Problem> The word "neighboring" marks the lines to keep; find each one in the data and copy it.

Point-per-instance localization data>
━━━━━━━━━━━━━━━━━━━━━━━━━━━━━━

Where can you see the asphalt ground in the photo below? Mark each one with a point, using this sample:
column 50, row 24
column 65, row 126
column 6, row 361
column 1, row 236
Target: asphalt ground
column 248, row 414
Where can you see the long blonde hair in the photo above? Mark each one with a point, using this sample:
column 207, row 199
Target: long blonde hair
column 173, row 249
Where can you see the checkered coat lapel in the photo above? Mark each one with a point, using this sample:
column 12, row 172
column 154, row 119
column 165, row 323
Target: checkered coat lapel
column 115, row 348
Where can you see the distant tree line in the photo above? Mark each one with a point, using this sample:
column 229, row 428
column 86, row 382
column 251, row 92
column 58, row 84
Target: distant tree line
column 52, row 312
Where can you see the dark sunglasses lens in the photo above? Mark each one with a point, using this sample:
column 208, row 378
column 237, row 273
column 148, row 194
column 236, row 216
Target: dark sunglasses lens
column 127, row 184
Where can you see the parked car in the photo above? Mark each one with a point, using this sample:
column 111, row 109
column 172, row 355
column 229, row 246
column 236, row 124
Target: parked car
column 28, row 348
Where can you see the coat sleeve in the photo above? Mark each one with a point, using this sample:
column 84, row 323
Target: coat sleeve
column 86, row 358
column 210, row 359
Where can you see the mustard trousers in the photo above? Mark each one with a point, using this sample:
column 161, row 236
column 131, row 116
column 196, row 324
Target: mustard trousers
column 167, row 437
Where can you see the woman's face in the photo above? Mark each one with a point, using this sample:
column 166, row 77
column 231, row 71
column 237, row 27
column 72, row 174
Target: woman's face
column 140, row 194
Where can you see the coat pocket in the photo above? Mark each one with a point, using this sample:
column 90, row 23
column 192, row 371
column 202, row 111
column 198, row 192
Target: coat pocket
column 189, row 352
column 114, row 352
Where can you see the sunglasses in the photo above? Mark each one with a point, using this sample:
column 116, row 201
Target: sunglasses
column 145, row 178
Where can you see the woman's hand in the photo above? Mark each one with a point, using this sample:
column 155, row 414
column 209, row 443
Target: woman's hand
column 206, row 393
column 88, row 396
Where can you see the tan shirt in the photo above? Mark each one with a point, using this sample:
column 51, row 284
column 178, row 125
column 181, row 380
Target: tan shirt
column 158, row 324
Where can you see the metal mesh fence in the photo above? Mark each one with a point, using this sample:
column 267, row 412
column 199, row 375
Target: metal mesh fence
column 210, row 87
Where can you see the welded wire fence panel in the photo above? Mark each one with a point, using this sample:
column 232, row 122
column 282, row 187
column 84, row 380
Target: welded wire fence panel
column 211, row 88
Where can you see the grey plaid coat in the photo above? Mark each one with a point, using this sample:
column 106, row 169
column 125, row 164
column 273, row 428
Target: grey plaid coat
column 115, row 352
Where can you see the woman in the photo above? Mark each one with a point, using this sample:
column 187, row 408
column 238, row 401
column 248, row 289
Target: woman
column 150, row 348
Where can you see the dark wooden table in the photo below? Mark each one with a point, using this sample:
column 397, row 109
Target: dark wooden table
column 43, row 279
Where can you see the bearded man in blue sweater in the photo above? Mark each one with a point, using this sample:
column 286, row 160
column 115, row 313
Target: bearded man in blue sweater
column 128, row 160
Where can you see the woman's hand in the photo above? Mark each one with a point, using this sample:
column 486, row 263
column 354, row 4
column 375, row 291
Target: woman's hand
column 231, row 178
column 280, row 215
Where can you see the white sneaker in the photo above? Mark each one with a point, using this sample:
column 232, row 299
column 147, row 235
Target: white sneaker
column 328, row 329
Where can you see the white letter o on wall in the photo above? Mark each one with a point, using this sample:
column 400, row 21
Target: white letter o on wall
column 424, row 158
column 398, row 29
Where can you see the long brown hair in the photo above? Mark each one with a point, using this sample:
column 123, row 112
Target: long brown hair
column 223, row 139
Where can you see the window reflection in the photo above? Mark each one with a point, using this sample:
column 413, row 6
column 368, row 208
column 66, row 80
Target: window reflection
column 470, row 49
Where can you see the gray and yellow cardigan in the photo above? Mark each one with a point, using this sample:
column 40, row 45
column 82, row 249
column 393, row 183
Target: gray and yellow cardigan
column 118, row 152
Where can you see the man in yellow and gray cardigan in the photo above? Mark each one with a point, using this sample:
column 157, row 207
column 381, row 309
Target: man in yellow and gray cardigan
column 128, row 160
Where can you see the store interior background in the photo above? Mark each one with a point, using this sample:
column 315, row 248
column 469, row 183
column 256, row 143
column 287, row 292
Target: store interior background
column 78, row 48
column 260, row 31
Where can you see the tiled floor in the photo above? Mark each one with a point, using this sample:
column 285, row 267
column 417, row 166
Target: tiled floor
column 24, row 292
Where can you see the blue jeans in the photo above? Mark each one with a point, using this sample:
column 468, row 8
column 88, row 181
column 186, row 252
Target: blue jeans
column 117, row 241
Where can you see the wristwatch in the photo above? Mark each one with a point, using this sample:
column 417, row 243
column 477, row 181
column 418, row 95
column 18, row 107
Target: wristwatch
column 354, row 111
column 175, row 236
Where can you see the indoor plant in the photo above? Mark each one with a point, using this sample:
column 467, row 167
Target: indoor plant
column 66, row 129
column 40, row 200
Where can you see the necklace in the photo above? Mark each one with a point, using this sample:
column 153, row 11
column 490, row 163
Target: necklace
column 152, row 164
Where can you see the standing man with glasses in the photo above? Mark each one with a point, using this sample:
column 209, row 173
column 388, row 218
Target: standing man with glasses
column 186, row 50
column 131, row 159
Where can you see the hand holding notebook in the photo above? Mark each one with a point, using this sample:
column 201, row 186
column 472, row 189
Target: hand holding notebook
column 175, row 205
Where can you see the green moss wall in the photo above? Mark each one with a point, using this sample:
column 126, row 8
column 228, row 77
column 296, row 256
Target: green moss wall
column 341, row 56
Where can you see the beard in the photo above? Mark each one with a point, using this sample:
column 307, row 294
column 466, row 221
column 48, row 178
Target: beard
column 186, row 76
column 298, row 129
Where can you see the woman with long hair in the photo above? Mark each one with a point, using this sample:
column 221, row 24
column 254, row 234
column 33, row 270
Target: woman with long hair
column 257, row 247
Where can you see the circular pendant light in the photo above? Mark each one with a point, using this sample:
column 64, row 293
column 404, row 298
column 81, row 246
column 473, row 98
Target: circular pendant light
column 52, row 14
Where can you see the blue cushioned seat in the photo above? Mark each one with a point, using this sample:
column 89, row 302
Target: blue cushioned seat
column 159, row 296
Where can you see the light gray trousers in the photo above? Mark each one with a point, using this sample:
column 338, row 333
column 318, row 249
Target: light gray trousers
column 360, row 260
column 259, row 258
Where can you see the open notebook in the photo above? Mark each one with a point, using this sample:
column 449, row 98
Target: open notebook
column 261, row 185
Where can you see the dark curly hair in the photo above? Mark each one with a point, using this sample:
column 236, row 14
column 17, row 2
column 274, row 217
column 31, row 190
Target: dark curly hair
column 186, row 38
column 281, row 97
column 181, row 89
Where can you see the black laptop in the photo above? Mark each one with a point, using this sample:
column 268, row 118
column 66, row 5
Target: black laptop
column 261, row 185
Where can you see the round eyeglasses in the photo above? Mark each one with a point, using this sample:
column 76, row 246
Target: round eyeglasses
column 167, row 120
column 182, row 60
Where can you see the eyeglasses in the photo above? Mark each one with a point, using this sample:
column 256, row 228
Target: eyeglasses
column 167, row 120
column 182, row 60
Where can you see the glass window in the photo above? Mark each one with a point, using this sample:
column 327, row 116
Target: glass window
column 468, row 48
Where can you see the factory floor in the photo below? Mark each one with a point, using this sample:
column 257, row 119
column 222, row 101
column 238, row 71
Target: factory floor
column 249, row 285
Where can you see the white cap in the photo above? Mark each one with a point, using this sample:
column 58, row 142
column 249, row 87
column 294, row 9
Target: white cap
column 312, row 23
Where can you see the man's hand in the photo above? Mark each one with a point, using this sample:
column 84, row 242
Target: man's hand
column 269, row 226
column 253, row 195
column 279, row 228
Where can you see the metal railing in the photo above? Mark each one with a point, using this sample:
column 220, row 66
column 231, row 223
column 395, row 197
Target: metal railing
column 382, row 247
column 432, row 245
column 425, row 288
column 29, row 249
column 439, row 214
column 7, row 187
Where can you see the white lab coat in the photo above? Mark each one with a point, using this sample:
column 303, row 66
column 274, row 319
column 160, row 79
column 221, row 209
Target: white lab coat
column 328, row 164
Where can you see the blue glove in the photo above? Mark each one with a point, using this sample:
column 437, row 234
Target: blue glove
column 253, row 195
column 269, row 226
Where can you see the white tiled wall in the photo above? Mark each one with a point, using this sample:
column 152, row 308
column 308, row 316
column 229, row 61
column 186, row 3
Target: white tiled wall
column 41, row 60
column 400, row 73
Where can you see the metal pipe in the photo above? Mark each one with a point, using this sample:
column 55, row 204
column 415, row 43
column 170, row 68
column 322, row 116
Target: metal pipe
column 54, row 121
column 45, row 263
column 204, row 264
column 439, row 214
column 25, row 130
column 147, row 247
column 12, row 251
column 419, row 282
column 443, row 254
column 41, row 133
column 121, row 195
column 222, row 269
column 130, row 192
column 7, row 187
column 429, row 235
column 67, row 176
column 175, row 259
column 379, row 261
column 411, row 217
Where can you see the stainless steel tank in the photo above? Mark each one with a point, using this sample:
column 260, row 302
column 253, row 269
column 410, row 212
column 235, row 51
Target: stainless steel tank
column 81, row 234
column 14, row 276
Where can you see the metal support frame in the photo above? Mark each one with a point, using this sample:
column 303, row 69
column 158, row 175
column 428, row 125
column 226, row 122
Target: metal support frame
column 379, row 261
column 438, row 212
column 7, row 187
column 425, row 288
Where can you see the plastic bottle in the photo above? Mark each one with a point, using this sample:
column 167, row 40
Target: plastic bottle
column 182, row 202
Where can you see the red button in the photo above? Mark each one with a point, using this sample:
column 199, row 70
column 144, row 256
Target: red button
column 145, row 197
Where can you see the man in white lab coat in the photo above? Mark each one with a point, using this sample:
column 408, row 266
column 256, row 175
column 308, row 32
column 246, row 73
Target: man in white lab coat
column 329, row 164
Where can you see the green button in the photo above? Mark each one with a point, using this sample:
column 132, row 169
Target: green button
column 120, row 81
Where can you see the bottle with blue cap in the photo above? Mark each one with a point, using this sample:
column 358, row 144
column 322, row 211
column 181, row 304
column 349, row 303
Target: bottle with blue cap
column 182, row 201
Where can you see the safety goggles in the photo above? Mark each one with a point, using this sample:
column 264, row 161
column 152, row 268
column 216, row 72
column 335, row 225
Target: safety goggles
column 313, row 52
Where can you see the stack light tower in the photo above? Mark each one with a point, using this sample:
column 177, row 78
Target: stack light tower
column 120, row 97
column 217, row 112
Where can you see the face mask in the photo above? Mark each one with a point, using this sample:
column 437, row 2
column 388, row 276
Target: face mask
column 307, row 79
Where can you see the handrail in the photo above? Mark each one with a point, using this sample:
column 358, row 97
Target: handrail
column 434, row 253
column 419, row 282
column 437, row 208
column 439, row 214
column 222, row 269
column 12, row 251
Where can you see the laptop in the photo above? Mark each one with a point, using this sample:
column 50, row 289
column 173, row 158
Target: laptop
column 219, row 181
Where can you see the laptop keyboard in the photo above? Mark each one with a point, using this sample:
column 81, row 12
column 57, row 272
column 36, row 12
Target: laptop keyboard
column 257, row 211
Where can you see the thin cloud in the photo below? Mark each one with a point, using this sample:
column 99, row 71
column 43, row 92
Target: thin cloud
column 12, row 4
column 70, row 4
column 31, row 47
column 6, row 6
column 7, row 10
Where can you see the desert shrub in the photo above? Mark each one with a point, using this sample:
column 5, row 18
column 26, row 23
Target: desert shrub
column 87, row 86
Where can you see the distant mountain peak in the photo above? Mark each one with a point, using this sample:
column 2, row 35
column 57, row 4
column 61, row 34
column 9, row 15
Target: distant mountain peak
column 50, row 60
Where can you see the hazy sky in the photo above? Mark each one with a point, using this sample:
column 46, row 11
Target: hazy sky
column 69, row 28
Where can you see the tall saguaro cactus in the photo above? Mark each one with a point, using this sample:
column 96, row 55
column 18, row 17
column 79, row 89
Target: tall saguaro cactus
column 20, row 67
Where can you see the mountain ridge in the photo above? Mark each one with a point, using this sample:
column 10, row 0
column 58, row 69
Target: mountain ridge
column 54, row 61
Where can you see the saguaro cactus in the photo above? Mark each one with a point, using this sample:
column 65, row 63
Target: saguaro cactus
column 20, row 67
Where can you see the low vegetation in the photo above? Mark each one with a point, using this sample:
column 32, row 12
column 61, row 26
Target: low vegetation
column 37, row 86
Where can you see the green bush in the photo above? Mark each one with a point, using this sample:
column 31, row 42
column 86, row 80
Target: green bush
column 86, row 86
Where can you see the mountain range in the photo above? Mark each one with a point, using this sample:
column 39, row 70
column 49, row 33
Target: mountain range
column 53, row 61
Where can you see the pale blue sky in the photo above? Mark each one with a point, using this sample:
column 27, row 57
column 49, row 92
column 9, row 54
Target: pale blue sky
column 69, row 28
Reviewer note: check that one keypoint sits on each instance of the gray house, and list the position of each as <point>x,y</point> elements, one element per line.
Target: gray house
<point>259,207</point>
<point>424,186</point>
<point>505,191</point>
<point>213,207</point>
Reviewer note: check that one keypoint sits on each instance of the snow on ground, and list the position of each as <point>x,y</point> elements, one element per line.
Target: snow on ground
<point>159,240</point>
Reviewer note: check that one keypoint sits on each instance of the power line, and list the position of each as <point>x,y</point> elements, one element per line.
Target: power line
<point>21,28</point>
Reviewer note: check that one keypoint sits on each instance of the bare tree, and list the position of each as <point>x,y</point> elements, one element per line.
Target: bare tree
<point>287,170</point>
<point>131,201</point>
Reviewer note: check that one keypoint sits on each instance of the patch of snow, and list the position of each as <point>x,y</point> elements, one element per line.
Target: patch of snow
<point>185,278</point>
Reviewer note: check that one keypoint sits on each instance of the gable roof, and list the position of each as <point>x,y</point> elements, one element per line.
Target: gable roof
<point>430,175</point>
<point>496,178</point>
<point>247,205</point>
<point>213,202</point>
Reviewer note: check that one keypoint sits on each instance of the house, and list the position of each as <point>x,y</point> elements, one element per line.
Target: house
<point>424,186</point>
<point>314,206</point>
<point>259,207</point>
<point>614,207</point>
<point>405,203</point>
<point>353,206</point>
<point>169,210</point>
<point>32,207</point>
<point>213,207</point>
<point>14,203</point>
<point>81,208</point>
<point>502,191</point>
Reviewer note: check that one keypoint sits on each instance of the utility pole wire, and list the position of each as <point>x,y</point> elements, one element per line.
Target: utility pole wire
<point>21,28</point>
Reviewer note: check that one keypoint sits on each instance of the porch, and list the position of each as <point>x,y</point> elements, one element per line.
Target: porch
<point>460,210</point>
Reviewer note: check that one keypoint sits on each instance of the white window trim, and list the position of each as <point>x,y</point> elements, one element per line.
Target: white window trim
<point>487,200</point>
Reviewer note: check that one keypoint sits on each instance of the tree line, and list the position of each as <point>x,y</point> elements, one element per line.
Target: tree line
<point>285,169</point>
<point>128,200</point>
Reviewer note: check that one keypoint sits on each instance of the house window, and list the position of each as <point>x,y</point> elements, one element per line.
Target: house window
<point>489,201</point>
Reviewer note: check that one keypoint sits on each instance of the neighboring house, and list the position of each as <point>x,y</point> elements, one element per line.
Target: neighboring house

━━━━━━━━━━━━━━━━━━━━━━━━━━━━━━

The completed task>
Reviewer note: check that one keypoint sits on each instance of the neighboring house, and list the position of each as <point>x,y</point> elements, one element per line.
Target: neighboring house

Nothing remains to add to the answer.